> [Exercise goal]
Edit the records below by putting "found object" in place of "detected instance" every time it occurs. Leave everything else the same.

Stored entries
◆ ◆ ◆ ◆ ◆ ◆ ◆

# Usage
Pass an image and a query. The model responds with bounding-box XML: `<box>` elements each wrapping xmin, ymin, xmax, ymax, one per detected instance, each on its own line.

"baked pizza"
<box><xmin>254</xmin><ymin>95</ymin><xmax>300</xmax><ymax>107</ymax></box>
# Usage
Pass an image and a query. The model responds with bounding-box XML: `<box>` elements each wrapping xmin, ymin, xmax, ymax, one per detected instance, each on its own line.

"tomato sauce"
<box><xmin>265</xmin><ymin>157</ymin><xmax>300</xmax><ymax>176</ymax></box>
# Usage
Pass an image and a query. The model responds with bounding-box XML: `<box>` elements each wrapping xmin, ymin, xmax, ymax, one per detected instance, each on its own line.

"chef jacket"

◆ ◆ ◆ ◆ ◆ ◆ ◆

> [Written reply]
# Usage
Pass an image and a query. The model responds with bounding-box XML: `<box>` elements each wrapping xmin, ymin, xmax, ymax, one per found object, each on its own line.

"baked pizza"
<box><xmin>254</xmin><ymin>95</ymin><xmax>300</xmax><ymax>107</ymax></box>
# Usage
Pass an image and a query. The model responds with bounding-box XML: `<box>` elements each wrapping xmin, ymin, xmax, ymax, one per found object, each on its own line.

"tomato sauce"
<box><xmin>265</xmin><ymin>157</ymin><xmax>300</xmax><ymax>176</ymax></box>
# Usage
Pass an image and a query. The model responds with bounding-box XML: `<box>` elements each wrapping xmin, ymin, xmax, ymax, one per found object, each on its own line.

"chef jacket"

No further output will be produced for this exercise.